> **Selected passage**:
[Start of Attachment]

3D hepatic cultures simultaneously maintain primary hepatocyte and liver sinusoidal endothelial cell phenotypes

Abstract

Developing in vitro engineered hepatic tissues that exhibit stable phenotype is a major challenge in the field of hepatic tissue engineering. However, the rapid dedifferentiation of hepatic parenchymal (hepatocytes) and non-parenchymal (liver sinusoidal endothelial, LSEC) cell types when removed from their natural environment in vivo remains a major obstacle. The primary goal of this study was to demonstrate that hepatic cells cultured in layered architectures could preserve or potentially enhance liver-specific behavior of both cell types. Primary rat hepatocytes and rat LSECs (rLSECs) were cultured in a layered three-dimensional (3D) configuration. The cell layers were separated by a chitosan-hyaluronic acid polyelectrolyte multilayer (PEM), which served to mimic the Space of Disse. Hepatocytes and rLSECs exhibited several key phenotypic characteristics over a twelve day culture period. Immunostaining for the sinusoidal endothelial 1 antibody (SE-1) demonstrated that rLSECs cultured in the 3D hepatic model maintained this unique feature over twelve days. In contrast, rLSECs cultured in monolayers lost their phenotype within three days. The unique stratified structure of the 3D culture resulted in enhanced heterotypic cell-cell interactions, which led to improvements in hepatocyte functions. Albumin production increased three to six fold in the rLSEC-PEM-Hepatocyte cultures. Only rLSEC-PEM-Hepatocyte cultures exhibited increasing CYP1A1/2 and CYP3A activity. Well-defined bile canaliculi were observed only in the rLSEC-PEM-Hepatocyte cultures. Together, these data suggest that rLSEC-PEM-Hepatocyte cultures are highly suitable models to monitor the transformation of toxins in the liver and their transport out of this organ. In summary, these results indicate that the layered rLSEC-PEM-hepatocyte model, which recapitulates key features of hepatic sinusoids, is a potentially powerful medium for obtaining comprehensive knowledge on liver metabolism, detoxification and signaling pathways in vitro.

Figure 1. Merged phase-contrast (hepatocytes) and fluorescent images of red-fluorescent rLSECs.

Images obtained on day 4 (A–F) and day 12 (G–L) after isolation of hepatocytes and rLSECs. A. 25K rLSEC-Hepatocyte, B. 50K rLSEC-Hepatocyte, C. 25K rLSEC-5L-Hepatocyte, D. 50K rLSEC-5L-Hepatocyte, E. 25K rLSEC-15L-Hepatocyte, F. 50K rLSEC-15L-Hepatocyte. Figures G–L represents the same conditions as in A–F. Hep = Hepatocytes. Scale bar = 50 microns.

Figure 2. SE-1 immunostaining to monitor rLSEC phenotype, images obtained on day 4 in culture.

[End of Attachment]

> **Extracted material**:

[Start of Attachment]

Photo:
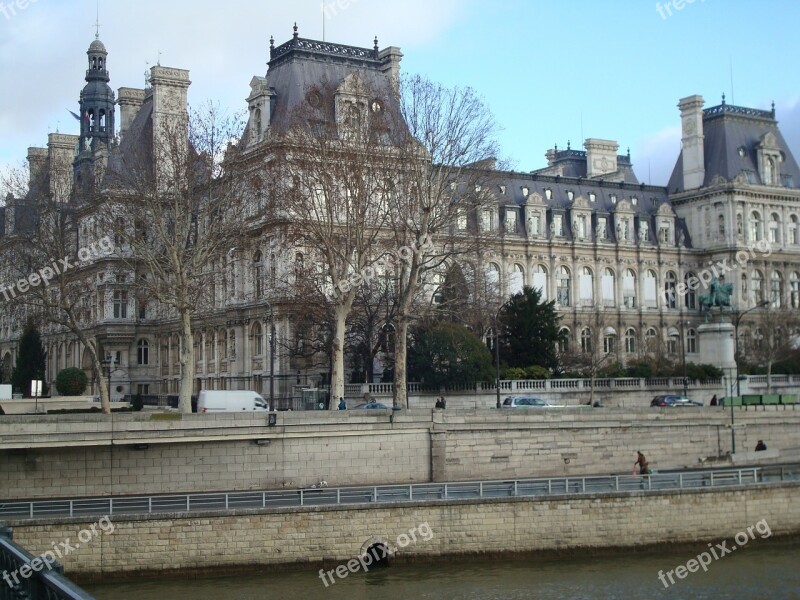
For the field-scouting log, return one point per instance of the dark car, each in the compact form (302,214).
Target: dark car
(672,401)
(373,406)
(528,402)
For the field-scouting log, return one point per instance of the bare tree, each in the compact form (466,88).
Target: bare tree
(594,349)
(443,178)
(178,208)
(51,263)
(334,193)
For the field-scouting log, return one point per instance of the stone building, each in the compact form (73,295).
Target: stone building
(583,229)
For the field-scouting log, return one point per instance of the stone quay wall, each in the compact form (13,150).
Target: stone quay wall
(135,454)
(247,540)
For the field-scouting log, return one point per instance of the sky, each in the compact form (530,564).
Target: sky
(551,71)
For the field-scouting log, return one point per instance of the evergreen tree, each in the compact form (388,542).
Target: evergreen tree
(449,354)
(529,331)
(30,361)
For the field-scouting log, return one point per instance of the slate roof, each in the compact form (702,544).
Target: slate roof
(726,129)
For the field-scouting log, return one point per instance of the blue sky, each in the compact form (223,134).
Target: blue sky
(551,71)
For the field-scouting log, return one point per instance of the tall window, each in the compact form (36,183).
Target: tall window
(608,287)
(120,304)
(691,281)
(142,353)
(630,341)
(776,289)
(586,340)
(258,274)
(670,296)
(691,341)
(629,289)
(258,339)
(563,286)
(755,226)
(758,287)
(774,228)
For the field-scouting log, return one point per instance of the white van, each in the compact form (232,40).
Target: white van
(230,401)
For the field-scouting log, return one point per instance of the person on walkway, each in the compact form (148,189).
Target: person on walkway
(641,461)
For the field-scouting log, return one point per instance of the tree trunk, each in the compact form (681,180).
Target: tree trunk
(337,356)
(187,363)
(400,392)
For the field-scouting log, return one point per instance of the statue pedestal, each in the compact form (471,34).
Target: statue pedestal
(716,344)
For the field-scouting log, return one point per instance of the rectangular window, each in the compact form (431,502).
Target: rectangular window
(120,304)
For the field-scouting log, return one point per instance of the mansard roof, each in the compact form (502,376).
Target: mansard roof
(732,135)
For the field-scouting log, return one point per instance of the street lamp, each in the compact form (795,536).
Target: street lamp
(738,319)
(271,358)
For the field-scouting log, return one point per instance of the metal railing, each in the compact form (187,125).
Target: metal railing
(419,492)
(29,577)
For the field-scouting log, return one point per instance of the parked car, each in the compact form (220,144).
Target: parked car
(373,406)
(673,401)
(528,402)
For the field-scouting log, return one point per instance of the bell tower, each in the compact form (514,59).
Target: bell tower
(96,101)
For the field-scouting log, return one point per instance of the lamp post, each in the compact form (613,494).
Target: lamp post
(736,320)
(271,358)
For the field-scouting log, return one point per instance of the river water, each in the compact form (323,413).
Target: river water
(767,569)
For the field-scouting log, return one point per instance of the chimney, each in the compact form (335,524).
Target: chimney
(37,165)
(694,172)
(129,101)
(390,58)
(601,157)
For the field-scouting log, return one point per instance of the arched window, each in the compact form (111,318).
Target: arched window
(517,279)
(492,281)
(670,283)
(691,341)
(651,340)
(608,287)
(258,274)
(563,341)
(650,286)
(776,289)
(540,280)
(586,286)
(142,353)
(563,286)
(609,340)
(586,340)
(258,339)
(629,289)
(755,226)
(758,287)
(774,228)
(691,281)
(630,341)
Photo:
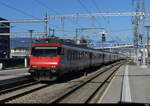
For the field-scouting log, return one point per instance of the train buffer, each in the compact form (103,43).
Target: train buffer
(131,84)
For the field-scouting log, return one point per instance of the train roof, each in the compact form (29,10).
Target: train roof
(68,44)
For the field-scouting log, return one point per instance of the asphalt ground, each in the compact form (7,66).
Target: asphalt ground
(131,84)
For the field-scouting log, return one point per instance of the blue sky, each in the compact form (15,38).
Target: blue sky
(35,9)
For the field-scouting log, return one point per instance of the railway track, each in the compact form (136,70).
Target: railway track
(22,90)
(83,92)
(86,91)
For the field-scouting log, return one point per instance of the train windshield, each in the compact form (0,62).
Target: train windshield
(45,51)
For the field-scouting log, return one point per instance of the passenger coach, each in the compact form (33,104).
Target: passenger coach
(50,60)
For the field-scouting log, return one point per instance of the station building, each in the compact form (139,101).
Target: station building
(4,39)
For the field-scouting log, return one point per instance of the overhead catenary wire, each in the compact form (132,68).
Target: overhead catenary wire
(18,10)
(86,9)
(44,5)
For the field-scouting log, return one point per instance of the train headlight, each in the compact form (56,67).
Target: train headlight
(53,66)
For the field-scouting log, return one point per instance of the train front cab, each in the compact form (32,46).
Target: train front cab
(45,62)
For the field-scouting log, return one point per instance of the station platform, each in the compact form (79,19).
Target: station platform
(131,84)
(13,73)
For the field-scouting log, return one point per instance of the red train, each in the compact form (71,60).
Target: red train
(49,60)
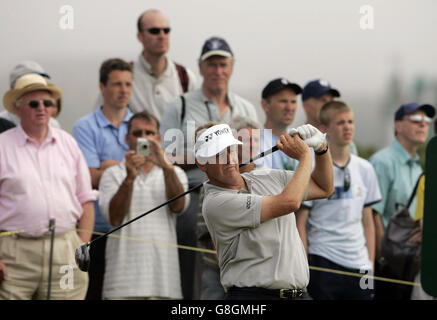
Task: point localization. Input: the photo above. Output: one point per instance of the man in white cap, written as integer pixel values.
(43, 176)
(26, 67)
(250, 215)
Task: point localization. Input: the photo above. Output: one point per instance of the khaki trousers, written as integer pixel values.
(27, 268)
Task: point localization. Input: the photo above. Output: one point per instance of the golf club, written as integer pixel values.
(82, 255)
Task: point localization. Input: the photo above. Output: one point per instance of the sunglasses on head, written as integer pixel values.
(35, 103)
(158, 30)
(418, 118)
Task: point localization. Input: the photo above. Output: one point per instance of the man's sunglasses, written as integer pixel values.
(418, 119)
(35, 103)
(347, 180)
(158, 30)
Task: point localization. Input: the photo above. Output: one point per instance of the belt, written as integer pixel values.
(286, 294)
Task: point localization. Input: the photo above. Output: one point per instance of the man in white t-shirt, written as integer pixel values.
(338, 232)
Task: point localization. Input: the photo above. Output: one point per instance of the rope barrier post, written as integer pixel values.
(52, 240)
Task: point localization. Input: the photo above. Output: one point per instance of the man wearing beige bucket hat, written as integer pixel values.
(43, 177)
(26, 67)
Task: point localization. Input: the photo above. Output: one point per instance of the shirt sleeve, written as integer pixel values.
(192, 80)
(85, 140)
(231, 212)
(184, 181)
(373, 195)
(383, 174)
(109, 184)
(420, 195)
(84, 190)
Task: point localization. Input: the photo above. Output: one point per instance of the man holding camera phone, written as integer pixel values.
(148, 268)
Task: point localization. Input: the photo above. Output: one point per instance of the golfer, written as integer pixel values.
(250, 215)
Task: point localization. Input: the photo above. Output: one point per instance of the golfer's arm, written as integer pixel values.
(86, 222)
(173, 187)
(120, 202)
(322, 177)
(290, 198)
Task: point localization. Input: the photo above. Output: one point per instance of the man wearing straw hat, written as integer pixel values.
(43, 176)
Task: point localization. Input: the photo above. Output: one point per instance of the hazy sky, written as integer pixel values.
(300, 40)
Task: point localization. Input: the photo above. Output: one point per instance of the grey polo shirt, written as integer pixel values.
(271, 254)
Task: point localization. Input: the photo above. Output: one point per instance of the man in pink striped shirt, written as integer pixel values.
(43, 176)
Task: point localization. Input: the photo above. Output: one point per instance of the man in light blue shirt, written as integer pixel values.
(101, 137)
(398, 168)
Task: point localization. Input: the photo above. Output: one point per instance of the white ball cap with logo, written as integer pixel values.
(214, 140)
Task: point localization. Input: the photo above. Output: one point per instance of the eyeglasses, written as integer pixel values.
(156, 31)
(35, 103)
(416, 118)
(347, 180)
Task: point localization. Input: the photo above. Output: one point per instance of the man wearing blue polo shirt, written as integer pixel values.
(398, 168)
(101, 137)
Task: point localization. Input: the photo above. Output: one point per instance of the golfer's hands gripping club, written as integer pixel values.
(310, 135)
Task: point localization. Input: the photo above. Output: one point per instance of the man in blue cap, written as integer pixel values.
(398, 167)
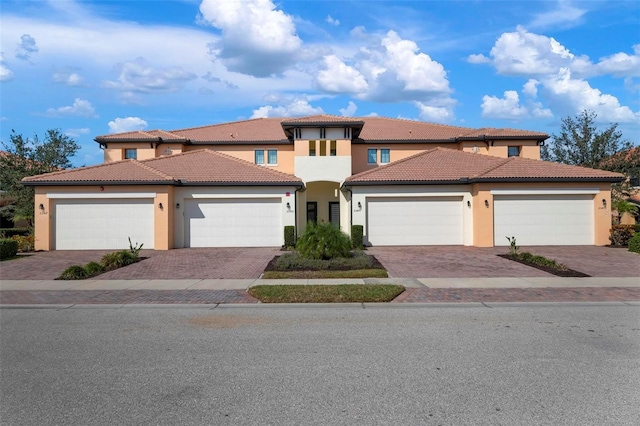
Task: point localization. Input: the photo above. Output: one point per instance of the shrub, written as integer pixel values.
(118, 259)
(323, 241)
(8, 248)
(634, 243)
(289, 236)
(74, 272)
(25, 243)
(357, 233)
(93, 268)
(620, 234)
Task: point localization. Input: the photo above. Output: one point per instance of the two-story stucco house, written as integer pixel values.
(238, 184)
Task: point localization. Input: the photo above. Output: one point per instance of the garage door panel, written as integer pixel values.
(102, 224)
(414, 221)
(544, 219)
(233, 223)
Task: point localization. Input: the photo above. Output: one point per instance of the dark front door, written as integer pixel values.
(334, 213)
(312, 211)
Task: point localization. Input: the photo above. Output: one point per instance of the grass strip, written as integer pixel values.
(342, 293)
(355, 273)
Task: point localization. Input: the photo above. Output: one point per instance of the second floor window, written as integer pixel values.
(259, 156)
(131, 153)
(372, 156)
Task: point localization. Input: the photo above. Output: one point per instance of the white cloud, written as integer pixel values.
(338, 77)
(621, 64)
(26, 47)
(5, 73)
(80, 108)
(138, 77)
(435, 114)
(68, 78)
(574, 95)
(564, 14)
(387, 69)
(127, 124)
(350, 110)
(296, 108)
(478, 59)
(74, 133)
(257, 39)
(332, 20)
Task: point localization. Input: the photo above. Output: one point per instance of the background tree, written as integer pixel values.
(30, 157)
(580, 143)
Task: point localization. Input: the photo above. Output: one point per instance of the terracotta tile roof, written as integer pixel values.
(201, 166)
(207, 166)
(449, 165)
(321, 119)
(272, 130)
(259, 130)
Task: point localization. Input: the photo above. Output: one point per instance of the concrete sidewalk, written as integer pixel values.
(243, 284)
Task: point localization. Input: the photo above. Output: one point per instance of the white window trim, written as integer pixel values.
(267, 158)
(254, 157)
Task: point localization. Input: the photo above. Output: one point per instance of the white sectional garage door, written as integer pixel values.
(102, 224)
(543, 219)
(233, 223)
(414, 221)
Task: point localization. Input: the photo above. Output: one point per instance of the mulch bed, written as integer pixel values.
(375, 264)
(558, 272)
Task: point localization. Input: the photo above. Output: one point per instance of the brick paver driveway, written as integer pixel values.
(475, 262)
(192, 263)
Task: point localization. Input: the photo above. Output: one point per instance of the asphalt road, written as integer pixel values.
(409, 365)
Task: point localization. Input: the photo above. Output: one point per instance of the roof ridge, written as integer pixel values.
(500, 163)
(240, 160)
(151, 169)
(394, 163)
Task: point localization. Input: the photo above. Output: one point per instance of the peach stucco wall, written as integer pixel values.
(483, 216)
(43, 220)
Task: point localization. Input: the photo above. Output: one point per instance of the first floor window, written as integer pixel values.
(130, 153)
(372, 156)
(385, 156)
(259, 156)
(272, 156)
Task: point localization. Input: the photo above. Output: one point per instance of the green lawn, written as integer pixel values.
(342, 293)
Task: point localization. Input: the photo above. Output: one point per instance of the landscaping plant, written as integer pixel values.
(323, 241)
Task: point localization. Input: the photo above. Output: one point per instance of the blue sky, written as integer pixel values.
(91, 68)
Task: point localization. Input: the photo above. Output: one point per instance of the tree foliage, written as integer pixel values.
(30, 157)
(580, 143)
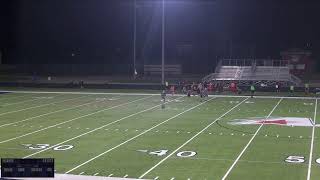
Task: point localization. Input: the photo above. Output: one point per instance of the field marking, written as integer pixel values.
(98, 128)
(145, 131)
(41, 115)
(245, 148)
(21, 102)
(1, 142)
(193, 137)
(312, 140)
(148, 94)
(41, 105)
(13, 97)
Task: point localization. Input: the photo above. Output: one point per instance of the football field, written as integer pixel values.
(135, 135)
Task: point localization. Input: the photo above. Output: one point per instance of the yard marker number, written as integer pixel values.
(44, 146)
(298, 159)
(295, 159)
(182, 154)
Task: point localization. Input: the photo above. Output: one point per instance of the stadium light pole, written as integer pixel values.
(163, 41)
(134, 39)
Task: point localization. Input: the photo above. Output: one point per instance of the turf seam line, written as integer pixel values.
(128, 140)
(248, 144)
(193, 137)
(312, 141)
(112, 107)
(148, 94)
(43, 105)
(101, 127)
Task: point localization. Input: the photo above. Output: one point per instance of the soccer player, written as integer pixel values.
(252, 89)
(306, 88)
(172, 90)
(291, 90)
(277, 88)
(163, 96)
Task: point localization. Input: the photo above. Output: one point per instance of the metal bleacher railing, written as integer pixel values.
(257, 71)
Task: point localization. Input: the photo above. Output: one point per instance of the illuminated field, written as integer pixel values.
(133, 136)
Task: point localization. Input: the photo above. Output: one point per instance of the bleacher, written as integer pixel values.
(246, 75)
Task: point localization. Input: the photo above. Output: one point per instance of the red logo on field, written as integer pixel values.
(281, 121)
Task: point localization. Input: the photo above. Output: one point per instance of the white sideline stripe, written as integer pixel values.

[End of Attachment]

> **Questions**:
A) In the 3D hepatic culture text, what separated the cell layers to mimic the Space of Disse?
B) Using the 3D hepatic culture text, mark each statement yes or no and quote the words that decide it: (i) rLSECs grown in monolayers kept their phenotype for twelve days. (ii) Albumin production rose three to six fold in the rLSEC-PEM-Hepatocyte cultures. (iii) Well-defined bile canaliculi appeared in all of the culture types.

> **Responses in order**:
A) A chitosan-hyaluronic acid polyelectrolyte multilayer (PEM).

B)
(i) No: "rLSECs cultured in monolayers lost their phenotype within three days."
(ii) Yes: "Albumin production increased three to six fold in the rLSEC-PEM-Hepatocyte cultures."
(iii) No: "Well-defined bile canaliculi were observed only in the rLSEC-PEM-Hepatocyte cultures."